EXERCISE: Render the data below, everything from the line containing "indicate the man's left" down to the line containing "column 469, row 380", as a two-column CSV with the header input and output. Each row puts the text that an answer responds to in a quoted input field and that answer in a quoted output field, with line breaks replaced by spaces.

· · · ·

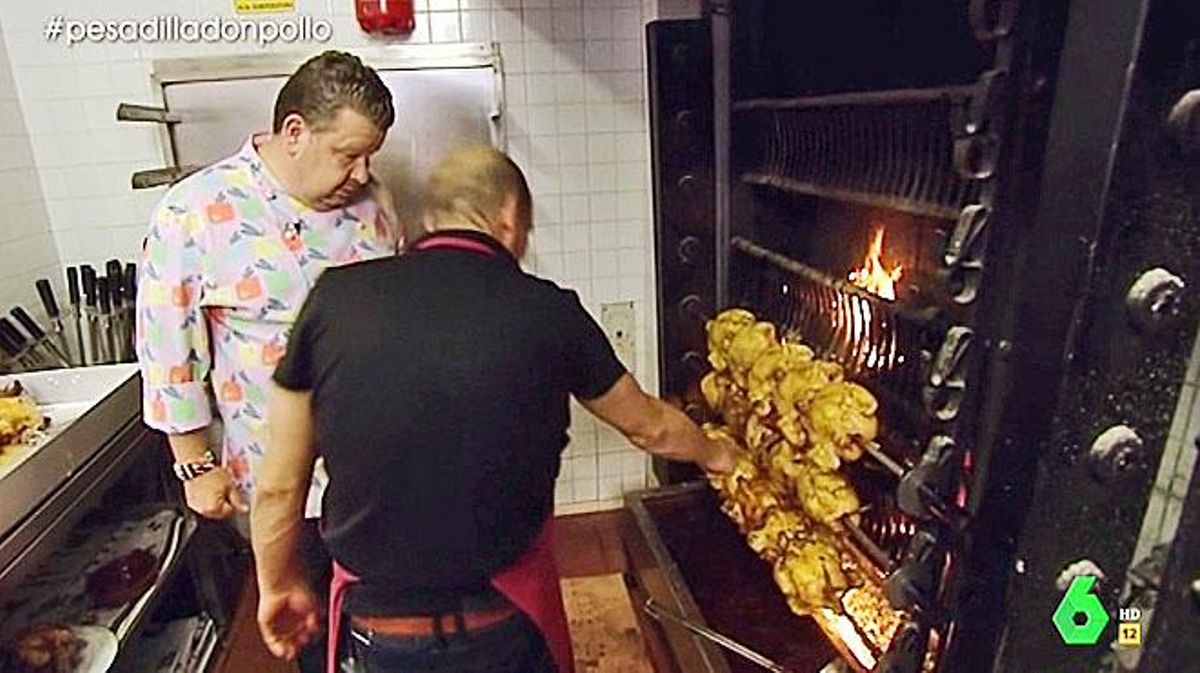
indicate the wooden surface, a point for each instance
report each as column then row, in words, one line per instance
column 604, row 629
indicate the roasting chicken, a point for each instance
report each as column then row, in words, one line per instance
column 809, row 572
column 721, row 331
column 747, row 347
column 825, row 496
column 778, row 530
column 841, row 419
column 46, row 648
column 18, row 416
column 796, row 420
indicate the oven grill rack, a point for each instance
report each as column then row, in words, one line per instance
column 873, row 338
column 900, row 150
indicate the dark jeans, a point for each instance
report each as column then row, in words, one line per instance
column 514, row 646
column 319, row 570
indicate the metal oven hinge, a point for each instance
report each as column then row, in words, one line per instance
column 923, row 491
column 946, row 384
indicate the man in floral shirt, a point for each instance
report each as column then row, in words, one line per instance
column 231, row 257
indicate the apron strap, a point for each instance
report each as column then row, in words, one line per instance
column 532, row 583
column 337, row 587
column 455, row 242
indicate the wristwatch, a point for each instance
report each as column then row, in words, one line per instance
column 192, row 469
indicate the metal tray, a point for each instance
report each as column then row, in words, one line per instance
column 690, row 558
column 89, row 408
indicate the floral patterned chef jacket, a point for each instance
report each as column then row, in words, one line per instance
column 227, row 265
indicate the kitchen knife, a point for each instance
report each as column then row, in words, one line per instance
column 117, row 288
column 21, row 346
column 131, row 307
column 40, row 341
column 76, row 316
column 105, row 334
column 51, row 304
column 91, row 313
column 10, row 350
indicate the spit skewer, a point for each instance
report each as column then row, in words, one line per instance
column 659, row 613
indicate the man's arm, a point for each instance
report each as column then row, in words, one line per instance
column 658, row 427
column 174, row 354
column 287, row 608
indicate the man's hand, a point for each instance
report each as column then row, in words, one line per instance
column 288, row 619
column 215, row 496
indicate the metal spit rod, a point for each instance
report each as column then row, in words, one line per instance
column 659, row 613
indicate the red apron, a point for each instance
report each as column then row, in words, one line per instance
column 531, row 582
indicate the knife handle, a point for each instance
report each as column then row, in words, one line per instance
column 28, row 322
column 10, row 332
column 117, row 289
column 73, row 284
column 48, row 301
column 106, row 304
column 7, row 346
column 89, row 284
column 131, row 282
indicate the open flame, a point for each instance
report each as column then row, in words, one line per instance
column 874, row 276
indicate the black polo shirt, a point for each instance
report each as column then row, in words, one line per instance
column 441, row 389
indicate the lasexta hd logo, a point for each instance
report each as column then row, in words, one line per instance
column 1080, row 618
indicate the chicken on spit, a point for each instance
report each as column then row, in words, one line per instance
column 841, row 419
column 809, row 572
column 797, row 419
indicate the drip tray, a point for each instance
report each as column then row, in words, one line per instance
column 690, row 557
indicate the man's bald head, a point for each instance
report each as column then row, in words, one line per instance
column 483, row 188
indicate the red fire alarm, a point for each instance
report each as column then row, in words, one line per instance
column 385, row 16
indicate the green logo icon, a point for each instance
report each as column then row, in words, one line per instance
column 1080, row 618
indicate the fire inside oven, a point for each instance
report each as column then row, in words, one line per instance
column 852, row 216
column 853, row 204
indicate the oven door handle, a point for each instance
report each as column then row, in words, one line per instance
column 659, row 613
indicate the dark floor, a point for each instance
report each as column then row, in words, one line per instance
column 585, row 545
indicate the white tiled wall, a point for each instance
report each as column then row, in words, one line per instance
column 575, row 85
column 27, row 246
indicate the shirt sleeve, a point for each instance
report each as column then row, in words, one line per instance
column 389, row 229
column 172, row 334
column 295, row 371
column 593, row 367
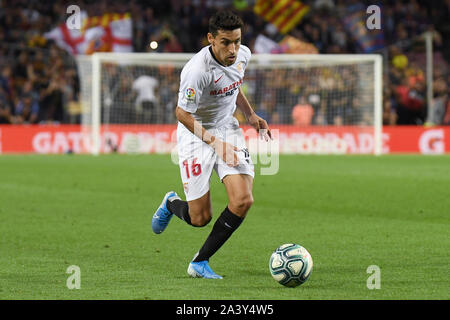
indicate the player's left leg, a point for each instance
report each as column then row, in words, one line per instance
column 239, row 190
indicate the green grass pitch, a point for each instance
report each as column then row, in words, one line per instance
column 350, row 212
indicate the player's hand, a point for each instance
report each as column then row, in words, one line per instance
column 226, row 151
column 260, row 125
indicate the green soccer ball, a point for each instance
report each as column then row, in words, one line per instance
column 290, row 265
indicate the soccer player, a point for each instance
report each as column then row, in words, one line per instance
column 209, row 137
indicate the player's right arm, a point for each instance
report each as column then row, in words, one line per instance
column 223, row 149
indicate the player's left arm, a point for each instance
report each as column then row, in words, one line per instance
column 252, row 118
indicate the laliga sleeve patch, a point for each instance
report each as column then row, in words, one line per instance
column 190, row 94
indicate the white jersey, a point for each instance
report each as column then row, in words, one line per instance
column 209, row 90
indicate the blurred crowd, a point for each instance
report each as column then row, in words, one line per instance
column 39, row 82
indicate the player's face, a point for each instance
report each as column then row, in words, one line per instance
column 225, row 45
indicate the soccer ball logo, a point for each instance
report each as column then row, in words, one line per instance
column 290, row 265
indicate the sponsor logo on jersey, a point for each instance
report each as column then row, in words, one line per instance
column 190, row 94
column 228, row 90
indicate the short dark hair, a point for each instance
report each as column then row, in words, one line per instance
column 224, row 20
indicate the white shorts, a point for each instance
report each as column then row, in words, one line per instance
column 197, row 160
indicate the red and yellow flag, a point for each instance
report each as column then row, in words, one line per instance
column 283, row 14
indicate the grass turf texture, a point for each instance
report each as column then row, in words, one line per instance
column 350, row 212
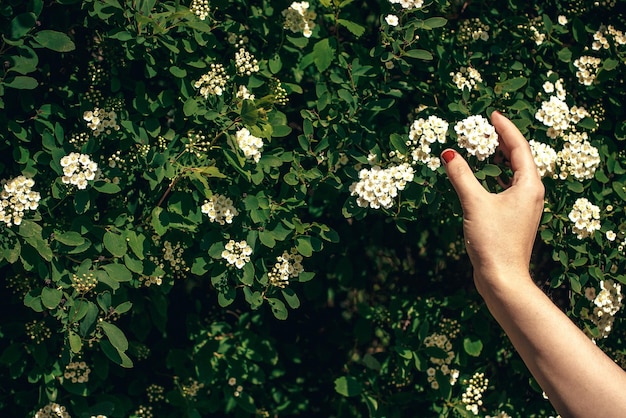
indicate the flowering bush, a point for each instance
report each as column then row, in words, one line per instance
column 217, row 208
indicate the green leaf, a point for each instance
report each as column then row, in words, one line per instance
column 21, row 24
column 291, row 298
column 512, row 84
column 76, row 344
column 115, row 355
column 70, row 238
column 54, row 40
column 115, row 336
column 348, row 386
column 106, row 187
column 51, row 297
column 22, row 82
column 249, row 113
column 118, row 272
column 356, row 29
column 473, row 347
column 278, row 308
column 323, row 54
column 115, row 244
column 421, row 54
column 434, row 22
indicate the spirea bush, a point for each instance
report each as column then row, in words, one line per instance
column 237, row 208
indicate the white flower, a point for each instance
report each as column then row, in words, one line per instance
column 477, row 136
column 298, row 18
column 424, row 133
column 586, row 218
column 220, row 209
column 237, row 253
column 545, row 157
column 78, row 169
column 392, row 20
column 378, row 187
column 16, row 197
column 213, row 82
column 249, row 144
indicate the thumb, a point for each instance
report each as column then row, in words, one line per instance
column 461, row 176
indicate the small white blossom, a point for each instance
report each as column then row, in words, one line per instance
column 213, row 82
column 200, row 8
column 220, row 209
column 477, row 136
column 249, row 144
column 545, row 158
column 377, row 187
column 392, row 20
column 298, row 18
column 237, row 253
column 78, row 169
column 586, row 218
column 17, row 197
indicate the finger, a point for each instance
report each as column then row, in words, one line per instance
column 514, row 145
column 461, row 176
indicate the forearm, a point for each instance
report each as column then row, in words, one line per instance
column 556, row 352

· · · ·

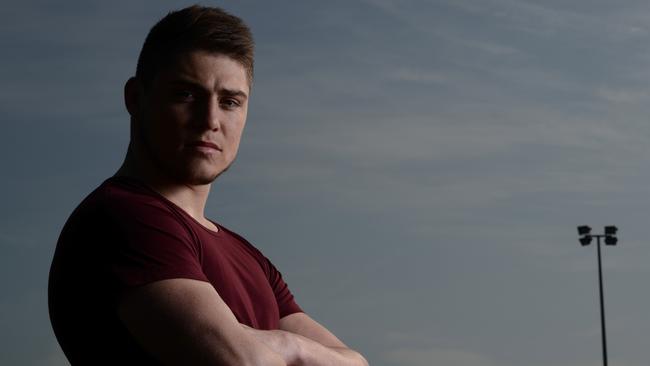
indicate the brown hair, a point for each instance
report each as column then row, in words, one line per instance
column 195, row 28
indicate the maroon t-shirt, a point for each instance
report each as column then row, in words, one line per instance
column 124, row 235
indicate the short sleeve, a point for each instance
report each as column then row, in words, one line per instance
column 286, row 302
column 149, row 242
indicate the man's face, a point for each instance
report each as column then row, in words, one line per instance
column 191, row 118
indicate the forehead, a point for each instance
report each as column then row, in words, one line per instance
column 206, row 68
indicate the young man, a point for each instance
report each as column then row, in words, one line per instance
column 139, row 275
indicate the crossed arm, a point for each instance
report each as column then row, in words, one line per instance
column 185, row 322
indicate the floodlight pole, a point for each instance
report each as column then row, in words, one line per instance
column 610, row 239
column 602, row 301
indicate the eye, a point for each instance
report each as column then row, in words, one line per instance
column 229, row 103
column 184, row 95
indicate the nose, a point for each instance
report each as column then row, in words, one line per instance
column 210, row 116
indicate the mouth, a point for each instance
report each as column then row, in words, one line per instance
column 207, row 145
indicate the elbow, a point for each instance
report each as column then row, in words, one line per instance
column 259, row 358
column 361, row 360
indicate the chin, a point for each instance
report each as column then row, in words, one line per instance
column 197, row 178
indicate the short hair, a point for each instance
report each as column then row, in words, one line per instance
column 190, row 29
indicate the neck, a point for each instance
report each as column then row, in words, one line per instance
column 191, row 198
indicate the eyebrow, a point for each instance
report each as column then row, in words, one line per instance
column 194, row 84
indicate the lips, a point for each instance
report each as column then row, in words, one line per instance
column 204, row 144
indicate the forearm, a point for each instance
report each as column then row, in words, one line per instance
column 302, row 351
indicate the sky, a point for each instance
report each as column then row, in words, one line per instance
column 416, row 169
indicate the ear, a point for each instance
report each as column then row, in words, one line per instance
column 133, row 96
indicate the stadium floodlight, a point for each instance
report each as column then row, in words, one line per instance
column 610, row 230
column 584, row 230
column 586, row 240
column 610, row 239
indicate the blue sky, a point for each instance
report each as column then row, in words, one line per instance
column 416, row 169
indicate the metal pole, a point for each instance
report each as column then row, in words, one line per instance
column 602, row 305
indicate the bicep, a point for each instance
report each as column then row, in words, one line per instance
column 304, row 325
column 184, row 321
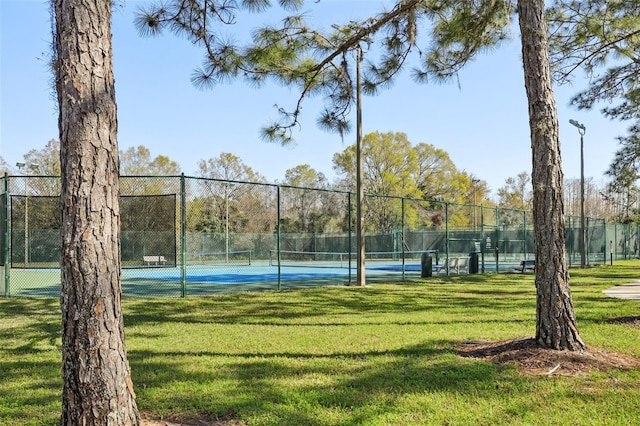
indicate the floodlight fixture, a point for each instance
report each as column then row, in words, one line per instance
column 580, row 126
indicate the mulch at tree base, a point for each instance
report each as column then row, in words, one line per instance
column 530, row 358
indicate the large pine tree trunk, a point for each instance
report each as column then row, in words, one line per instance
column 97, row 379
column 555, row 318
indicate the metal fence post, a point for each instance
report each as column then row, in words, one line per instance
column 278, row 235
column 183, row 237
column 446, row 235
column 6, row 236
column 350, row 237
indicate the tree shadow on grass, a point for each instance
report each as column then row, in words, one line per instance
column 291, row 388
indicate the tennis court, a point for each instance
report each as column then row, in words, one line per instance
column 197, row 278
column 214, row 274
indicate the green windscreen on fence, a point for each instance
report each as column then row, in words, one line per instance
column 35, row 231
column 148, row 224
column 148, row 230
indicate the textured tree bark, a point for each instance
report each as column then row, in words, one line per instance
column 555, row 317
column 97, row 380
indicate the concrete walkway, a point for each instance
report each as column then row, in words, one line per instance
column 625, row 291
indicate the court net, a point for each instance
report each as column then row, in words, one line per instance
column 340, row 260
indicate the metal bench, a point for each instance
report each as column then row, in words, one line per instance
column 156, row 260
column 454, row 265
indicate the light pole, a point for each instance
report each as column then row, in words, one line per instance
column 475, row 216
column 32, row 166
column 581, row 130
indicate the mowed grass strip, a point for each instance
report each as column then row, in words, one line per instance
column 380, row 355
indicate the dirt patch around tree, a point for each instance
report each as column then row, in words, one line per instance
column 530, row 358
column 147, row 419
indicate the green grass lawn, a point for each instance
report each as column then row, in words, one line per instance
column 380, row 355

· · · ·

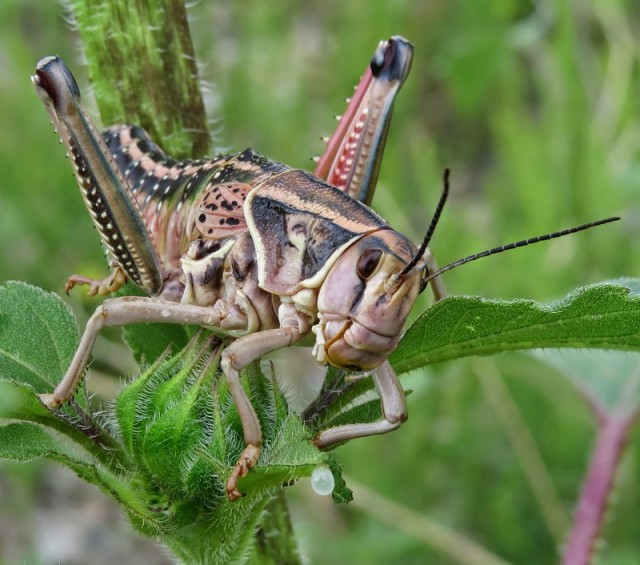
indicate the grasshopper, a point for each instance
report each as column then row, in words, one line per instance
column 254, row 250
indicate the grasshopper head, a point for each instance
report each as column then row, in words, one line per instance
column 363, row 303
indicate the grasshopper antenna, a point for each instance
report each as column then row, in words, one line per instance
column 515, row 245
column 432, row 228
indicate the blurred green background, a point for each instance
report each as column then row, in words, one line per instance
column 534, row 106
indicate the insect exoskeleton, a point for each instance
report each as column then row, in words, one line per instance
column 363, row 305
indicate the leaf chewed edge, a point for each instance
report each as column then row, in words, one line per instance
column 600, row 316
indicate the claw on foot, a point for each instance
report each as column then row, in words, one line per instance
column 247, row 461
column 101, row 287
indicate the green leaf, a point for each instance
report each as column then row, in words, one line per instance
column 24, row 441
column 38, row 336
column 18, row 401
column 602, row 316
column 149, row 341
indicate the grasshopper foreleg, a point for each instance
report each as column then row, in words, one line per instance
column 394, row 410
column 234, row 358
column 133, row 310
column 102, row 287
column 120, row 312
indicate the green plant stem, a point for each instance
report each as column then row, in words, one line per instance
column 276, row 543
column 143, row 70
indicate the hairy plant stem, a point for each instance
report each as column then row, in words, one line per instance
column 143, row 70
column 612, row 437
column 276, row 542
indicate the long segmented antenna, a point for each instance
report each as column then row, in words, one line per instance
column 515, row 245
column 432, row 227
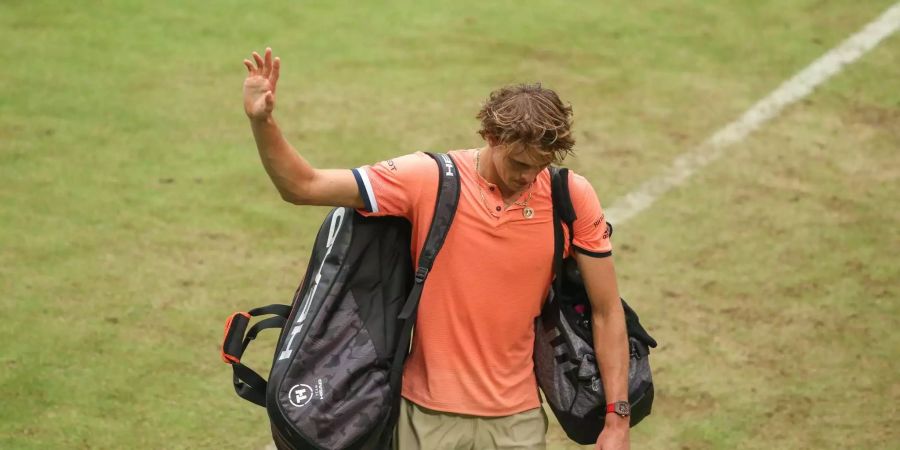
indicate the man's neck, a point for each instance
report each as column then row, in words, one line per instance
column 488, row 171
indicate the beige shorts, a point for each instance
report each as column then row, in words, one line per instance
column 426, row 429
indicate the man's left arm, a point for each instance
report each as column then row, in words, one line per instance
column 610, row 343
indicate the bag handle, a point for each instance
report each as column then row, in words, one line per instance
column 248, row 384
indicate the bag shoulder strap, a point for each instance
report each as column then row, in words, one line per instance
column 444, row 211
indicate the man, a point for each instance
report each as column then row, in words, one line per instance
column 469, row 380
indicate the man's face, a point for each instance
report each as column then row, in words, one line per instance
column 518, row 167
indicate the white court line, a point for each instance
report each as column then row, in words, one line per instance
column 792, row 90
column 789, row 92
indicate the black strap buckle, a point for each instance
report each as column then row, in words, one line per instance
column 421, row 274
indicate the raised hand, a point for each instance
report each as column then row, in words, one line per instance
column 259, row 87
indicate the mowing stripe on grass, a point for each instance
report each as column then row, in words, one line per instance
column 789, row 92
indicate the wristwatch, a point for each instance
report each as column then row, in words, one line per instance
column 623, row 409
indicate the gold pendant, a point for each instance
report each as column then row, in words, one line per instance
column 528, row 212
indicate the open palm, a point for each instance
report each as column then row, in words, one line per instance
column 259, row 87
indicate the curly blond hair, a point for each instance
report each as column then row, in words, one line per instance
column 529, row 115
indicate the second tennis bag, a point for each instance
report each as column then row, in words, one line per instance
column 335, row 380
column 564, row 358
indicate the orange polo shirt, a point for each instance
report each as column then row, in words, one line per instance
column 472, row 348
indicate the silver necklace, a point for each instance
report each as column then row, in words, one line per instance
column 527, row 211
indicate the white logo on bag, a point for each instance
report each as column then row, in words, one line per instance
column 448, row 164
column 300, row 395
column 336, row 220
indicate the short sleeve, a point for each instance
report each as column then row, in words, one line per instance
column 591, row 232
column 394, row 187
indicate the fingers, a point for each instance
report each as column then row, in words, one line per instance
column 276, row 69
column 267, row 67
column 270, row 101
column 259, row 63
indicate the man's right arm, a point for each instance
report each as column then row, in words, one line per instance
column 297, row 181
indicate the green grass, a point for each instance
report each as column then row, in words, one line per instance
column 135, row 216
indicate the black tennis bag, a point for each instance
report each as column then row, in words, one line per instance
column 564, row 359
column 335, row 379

· · · ·

WORKED ANSWER:
input,output
"indicate the man's left arm, a point for each instance report each as column then row, in words, one line per instance","column 610, row 343"
"indicate the bag handle, a point for each instance report each as column then row, in words, one line per instance","column 248, row 384"
"indicate the bag shoulder strap, a point for each instance report each as column then row, in words, one line per instance","column 444, row 211"
"indicate the man, a point for each instance report each as column then row, in words, one line per instance","column 469, row 380"